§ Dati di etichettatura a punti su foto
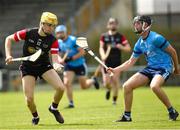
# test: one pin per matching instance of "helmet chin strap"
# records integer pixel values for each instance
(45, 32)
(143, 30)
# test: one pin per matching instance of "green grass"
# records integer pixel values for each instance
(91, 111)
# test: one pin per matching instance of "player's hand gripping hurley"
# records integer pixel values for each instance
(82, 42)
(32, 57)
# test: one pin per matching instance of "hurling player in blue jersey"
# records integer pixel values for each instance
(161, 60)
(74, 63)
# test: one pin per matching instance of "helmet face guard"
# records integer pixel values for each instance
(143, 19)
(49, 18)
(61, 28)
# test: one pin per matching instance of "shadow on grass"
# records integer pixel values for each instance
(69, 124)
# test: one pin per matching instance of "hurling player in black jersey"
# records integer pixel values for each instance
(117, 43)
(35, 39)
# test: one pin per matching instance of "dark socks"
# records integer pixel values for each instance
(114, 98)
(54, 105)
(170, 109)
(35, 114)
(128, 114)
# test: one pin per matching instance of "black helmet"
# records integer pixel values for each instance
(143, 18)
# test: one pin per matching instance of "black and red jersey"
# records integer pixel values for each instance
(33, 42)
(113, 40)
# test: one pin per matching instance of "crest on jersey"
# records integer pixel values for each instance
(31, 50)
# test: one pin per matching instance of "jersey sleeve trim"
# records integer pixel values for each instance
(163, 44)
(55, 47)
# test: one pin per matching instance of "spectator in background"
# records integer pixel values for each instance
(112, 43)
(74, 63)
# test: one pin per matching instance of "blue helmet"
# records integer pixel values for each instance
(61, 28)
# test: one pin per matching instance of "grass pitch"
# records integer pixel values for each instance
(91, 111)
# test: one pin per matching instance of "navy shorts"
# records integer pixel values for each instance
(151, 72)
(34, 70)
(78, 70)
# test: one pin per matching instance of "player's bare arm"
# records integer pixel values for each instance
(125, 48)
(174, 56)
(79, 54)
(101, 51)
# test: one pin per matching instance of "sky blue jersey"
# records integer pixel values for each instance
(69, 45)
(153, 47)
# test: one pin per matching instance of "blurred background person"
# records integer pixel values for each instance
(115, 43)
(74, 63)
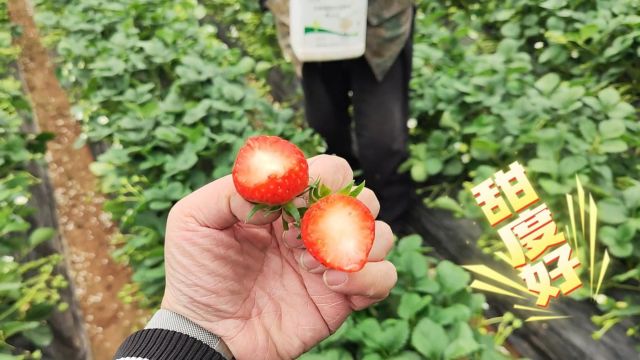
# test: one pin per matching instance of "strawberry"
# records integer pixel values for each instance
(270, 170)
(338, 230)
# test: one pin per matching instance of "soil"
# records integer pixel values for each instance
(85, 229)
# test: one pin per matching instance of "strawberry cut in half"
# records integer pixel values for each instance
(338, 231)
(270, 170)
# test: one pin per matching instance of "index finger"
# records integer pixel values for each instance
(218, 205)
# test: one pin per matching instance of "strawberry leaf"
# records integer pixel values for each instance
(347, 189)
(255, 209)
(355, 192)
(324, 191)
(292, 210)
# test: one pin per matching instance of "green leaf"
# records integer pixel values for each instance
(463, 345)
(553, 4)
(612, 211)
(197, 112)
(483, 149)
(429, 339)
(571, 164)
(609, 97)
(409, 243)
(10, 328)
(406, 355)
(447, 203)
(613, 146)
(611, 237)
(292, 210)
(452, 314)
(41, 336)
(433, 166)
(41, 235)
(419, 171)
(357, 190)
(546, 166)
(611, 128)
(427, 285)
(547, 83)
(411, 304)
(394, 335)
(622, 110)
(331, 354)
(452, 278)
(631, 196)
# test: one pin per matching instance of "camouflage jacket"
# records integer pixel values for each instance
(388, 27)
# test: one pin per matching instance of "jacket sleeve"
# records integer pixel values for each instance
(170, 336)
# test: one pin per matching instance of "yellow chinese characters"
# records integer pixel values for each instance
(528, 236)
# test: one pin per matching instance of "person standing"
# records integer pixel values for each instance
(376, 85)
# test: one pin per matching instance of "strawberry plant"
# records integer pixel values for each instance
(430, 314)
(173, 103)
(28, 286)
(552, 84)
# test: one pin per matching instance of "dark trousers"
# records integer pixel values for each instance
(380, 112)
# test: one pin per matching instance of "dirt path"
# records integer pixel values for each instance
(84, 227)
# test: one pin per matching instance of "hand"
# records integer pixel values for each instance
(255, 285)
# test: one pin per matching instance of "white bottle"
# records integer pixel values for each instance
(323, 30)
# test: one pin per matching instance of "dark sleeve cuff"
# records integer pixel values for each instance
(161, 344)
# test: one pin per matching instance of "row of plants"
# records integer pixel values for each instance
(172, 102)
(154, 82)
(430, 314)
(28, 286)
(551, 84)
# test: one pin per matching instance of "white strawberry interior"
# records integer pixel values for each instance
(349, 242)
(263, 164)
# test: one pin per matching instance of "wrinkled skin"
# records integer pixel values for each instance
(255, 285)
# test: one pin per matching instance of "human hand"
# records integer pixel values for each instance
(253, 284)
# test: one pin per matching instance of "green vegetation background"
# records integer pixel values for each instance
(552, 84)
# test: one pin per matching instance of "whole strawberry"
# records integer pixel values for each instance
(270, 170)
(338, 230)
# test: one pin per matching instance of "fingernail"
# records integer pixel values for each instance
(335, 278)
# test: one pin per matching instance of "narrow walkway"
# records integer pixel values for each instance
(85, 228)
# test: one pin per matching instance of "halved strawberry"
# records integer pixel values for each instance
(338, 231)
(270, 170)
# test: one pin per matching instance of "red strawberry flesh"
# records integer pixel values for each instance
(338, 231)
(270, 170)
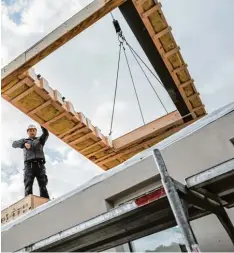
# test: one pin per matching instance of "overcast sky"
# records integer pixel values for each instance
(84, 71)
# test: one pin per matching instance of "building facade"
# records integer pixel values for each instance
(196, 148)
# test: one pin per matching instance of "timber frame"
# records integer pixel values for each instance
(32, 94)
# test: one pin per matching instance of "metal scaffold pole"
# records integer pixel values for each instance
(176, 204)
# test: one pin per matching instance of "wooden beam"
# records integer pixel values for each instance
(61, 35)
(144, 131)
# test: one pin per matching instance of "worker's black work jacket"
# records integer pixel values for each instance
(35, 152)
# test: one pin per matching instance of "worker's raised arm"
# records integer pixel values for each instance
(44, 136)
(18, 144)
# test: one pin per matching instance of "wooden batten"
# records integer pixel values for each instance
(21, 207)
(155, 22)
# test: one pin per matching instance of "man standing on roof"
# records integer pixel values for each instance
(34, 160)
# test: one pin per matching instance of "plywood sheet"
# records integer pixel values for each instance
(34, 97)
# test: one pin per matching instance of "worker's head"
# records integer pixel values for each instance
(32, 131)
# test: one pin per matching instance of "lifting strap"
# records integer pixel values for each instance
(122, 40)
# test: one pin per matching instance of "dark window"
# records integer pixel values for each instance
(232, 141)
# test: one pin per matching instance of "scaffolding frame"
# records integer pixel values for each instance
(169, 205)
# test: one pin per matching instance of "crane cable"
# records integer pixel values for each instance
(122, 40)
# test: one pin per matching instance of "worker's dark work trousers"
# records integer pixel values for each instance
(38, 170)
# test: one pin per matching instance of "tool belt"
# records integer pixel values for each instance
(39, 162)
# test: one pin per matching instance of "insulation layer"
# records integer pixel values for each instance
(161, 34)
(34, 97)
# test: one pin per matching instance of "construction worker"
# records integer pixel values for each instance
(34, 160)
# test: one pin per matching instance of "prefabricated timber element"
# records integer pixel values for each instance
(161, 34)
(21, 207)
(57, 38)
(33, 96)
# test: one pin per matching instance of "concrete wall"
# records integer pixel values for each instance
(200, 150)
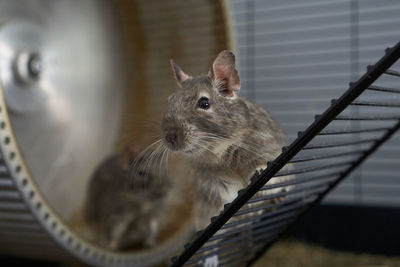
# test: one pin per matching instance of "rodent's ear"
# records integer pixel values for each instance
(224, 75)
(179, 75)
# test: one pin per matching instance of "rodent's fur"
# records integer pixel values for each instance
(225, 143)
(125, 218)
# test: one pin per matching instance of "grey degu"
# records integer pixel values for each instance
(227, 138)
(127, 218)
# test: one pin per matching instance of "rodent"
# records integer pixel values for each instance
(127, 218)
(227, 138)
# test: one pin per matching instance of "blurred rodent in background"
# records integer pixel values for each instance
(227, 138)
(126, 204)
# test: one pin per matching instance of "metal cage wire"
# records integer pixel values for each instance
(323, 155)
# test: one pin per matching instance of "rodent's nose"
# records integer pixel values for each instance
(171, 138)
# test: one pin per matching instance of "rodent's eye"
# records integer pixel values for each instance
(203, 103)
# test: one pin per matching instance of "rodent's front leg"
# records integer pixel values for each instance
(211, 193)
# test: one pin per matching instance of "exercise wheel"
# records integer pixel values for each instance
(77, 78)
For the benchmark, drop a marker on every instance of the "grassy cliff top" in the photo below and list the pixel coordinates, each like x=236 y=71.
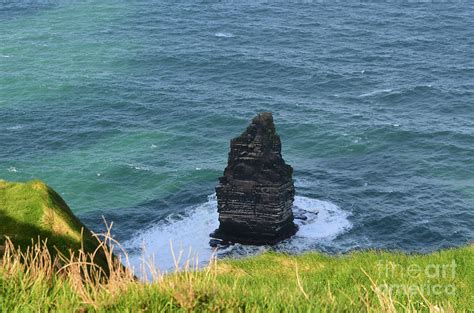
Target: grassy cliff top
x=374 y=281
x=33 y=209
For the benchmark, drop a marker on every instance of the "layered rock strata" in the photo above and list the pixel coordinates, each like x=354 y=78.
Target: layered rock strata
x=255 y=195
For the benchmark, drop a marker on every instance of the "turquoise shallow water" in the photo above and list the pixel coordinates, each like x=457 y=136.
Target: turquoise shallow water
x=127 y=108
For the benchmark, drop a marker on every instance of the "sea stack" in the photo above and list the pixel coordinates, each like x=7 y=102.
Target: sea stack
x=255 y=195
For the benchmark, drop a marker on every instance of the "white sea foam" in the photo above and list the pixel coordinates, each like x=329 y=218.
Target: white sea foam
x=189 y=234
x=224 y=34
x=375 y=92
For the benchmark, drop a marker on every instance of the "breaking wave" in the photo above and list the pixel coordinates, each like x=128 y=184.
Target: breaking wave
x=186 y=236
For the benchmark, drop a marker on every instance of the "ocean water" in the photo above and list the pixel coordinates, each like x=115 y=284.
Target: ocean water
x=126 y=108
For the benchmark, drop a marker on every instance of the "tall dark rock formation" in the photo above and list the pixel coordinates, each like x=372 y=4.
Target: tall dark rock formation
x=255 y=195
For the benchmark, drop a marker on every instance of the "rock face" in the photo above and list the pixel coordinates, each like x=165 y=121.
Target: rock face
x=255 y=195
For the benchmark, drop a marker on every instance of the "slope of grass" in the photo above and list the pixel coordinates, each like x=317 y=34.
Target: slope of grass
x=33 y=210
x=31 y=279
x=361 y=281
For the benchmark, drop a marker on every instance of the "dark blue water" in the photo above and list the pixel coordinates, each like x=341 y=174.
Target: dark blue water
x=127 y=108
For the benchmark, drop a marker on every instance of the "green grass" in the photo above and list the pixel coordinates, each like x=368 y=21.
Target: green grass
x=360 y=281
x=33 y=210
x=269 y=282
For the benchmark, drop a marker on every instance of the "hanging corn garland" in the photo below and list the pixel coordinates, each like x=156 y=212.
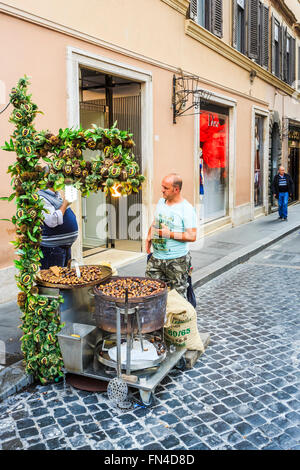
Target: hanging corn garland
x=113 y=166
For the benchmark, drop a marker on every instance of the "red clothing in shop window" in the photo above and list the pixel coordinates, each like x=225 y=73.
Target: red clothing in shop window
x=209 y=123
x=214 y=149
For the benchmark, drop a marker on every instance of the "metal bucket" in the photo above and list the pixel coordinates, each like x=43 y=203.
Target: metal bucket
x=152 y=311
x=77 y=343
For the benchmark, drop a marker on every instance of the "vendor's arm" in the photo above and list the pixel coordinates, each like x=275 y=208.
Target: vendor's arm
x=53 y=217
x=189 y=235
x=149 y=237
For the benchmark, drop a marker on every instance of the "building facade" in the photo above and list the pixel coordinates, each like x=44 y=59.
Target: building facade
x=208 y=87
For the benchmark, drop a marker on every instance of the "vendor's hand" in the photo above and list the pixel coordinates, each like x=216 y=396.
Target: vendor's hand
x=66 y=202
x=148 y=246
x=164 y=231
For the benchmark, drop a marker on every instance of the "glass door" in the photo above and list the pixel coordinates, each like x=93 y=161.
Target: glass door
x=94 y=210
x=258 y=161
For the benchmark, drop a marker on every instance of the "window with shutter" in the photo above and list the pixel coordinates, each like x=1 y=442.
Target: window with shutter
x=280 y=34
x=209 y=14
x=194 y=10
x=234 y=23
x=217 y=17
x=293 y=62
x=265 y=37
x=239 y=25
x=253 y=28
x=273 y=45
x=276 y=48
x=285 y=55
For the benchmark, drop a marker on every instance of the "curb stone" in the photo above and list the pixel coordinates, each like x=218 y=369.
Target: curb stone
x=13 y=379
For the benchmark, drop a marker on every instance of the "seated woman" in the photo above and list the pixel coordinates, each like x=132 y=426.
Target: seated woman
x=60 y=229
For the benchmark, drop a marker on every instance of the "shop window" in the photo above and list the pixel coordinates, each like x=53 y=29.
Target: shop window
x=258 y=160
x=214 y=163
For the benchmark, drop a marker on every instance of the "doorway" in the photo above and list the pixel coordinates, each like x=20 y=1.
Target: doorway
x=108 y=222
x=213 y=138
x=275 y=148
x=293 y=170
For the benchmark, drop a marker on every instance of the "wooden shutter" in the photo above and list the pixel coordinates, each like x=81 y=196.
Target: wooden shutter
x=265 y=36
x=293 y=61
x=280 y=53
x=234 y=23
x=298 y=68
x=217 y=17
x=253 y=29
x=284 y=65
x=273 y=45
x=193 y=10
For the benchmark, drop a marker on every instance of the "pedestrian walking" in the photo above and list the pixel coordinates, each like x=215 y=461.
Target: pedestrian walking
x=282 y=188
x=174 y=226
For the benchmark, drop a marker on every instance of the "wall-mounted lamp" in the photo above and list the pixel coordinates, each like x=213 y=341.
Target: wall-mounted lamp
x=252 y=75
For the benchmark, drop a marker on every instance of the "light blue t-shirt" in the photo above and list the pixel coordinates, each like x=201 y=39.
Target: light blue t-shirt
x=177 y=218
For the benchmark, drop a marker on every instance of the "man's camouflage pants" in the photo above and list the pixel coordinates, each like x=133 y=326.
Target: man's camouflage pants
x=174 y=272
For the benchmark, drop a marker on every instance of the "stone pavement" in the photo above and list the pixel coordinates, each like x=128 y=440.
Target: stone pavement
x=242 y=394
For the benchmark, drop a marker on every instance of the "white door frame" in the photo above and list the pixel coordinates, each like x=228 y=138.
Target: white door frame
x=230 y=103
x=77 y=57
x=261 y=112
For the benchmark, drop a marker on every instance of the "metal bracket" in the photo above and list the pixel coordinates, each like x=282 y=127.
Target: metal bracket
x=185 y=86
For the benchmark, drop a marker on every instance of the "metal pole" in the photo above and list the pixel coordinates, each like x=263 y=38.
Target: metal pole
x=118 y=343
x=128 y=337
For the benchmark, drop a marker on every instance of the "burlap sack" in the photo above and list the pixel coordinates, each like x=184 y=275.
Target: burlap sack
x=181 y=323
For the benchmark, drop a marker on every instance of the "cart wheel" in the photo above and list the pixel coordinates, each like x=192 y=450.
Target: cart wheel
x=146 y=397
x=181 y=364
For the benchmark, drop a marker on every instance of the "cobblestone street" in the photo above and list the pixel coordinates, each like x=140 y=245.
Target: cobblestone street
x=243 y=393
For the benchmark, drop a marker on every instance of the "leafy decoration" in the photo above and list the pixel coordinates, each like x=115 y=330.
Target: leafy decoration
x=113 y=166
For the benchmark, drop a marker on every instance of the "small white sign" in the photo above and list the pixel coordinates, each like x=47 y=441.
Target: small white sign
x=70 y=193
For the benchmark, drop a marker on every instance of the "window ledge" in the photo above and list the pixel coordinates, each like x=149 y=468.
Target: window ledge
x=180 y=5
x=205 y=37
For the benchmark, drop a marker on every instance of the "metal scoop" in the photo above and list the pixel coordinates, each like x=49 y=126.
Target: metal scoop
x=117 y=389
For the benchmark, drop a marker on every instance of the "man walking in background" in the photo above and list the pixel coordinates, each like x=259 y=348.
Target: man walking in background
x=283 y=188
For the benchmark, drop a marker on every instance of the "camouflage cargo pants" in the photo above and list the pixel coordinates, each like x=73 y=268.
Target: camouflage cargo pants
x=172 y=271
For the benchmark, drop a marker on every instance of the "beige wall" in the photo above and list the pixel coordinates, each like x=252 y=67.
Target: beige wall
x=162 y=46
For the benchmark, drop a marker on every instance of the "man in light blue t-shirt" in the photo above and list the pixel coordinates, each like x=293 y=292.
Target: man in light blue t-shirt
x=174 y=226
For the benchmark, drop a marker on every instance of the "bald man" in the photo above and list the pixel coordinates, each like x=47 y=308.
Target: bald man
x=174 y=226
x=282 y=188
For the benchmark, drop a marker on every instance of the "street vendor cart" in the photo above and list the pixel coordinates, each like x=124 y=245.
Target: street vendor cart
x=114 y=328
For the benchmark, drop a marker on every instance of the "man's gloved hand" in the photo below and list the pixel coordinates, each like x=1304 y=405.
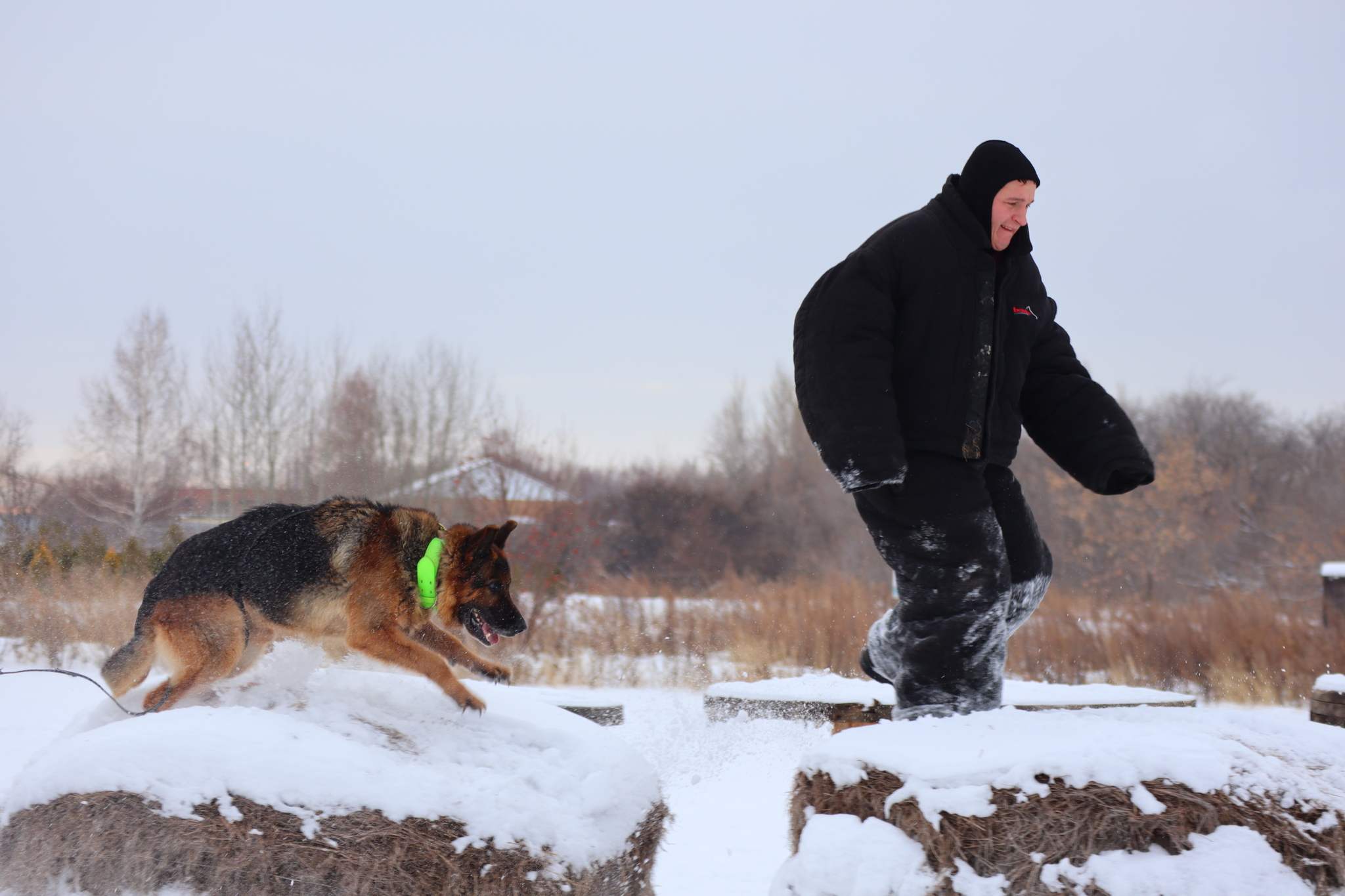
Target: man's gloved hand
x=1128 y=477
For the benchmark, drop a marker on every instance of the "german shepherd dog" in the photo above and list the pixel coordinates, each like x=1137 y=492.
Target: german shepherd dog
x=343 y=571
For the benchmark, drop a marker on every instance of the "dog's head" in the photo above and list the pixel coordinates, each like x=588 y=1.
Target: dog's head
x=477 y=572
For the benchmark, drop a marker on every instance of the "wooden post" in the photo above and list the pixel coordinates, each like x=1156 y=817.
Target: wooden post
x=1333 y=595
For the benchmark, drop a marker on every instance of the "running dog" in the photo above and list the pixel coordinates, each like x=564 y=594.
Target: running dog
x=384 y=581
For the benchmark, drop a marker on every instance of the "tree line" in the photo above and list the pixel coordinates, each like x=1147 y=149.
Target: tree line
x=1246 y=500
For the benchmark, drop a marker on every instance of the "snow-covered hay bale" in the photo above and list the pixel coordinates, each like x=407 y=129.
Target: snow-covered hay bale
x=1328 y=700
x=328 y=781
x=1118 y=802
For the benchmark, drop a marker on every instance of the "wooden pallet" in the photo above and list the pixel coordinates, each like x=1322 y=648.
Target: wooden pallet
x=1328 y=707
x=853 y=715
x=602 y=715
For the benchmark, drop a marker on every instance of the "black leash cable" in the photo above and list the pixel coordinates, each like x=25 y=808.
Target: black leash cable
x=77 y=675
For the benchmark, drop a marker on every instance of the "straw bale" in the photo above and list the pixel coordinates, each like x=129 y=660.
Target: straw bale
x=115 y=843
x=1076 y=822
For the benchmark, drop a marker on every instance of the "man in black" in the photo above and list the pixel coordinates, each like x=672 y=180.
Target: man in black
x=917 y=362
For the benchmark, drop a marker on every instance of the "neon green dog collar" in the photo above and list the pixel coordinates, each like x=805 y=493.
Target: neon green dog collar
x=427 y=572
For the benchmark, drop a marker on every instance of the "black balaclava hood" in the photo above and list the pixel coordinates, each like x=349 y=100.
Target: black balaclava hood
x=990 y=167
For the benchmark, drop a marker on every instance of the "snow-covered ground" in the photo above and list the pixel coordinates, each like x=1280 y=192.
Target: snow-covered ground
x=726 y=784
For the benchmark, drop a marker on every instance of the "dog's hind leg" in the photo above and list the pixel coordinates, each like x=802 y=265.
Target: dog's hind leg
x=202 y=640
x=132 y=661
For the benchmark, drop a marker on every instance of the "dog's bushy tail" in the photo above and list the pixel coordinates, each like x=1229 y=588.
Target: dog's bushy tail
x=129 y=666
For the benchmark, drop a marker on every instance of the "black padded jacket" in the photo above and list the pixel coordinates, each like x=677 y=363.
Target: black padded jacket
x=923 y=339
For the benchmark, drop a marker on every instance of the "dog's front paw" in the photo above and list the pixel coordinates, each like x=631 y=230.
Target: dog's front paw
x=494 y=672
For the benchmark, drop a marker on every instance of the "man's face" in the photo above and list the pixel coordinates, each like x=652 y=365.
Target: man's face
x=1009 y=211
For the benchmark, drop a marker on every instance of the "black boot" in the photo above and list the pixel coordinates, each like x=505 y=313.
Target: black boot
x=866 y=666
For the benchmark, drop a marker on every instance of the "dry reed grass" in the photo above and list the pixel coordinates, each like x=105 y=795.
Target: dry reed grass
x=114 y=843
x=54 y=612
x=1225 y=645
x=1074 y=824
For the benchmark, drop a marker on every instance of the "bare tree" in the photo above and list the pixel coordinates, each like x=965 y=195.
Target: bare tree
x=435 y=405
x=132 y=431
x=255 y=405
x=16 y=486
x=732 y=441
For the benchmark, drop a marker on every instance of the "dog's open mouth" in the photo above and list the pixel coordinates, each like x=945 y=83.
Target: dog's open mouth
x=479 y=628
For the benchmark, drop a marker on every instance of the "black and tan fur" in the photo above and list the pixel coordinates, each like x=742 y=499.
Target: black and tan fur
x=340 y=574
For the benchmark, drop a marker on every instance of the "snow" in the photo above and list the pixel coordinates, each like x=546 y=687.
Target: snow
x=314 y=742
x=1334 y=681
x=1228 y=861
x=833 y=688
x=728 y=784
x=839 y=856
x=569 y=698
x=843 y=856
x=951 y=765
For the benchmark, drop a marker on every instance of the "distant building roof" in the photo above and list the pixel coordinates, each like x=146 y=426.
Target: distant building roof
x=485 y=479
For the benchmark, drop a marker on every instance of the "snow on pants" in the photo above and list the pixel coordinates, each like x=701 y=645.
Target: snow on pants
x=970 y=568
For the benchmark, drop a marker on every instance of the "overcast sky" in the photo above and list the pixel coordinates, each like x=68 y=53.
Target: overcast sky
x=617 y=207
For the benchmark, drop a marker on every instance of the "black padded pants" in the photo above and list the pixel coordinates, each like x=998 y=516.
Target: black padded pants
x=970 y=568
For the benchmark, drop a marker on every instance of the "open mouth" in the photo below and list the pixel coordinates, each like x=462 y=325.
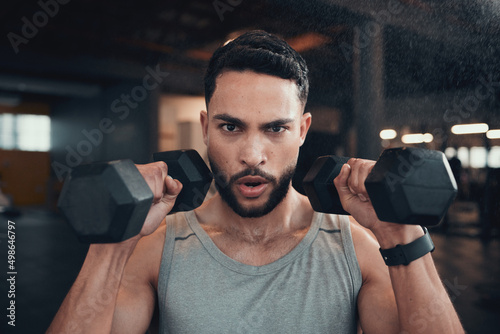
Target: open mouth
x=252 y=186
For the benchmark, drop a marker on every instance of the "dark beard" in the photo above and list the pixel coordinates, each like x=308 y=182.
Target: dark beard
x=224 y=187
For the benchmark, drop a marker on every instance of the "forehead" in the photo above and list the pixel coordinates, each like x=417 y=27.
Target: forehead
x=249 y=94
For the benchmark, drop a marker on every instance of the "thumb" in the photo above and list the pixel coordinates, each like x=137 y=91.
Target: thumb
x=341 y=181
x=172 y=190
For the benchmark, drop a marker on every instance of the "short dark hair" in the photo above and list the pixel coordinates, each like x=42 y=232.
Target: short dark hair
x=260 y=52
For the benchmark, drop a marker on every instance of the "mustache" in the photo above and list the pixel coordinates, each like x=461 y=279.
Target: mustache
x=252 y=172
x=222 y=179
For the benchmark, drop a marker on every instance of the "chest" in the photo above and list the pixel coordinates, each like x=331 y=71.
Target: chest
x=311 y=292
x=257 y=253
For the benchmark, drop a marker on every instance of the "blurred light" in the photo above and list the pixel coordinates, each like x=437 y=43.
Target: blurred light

§ ESERCIZIO BREVE
Ricopia senza modifiche le righe dei dati dalla riga che contiene "like x=293 y=292." fino alla riga che contiene "x=384 y=581", inclusa. Lascia fuori le immagini.

§ SOLUZIONE ESERCIZIO
For the benchmark, drop a marker on every instance of the "man in light blue t-shirt" in the photo above and list the pixel coordinates, each like x=293 y=292.
Target: man in light blue t-shirt
x=174 y=226
For the benchmark, drop a marker on every instance of the "bald man" in the photo above and list the pixel coordinates, each like x=47 y=308.
Target: bald man
x=174 y=226
x=282 y=188
For the benchmark, drop a marker on every instance of the "street vendor cart" in the photo above and list the pixel coordinates, each like x=124 y=245.
Target: street vendor cart
x=114 y=328
For the benchmark, drop a marker on every instance of the "man's gloved hand" in the photo below and list the pixel coordinates, each like x=1304 y=405.
Target: man's gloved hand
x=1128 y=477
For the benchmark, drop a marker on every instance of the "german shepherd dog" in the photo above and list the pixel coordinates, each like x=1137 y=492.
Target: german shepherd dog
x=343 y=571
For the benchmark, drop a marker on every instance of the "dog's head" in the photo above and list the pixel coordinates, each like x=588 y=1.
Target: dog's head
x=477 y=572
For the benchmark, drop a marker on every instance of the "wooden post" in the photo above and list the pixel coordinates, each like x=1156 y=817.
Target: wooden post
x=1333 y=595
For the benchmark, drop a marker on every instance of the "running dog" in the photo above and list the pixel coordinates, each like x=564 y=594.
Target: running dog
x=384 y=581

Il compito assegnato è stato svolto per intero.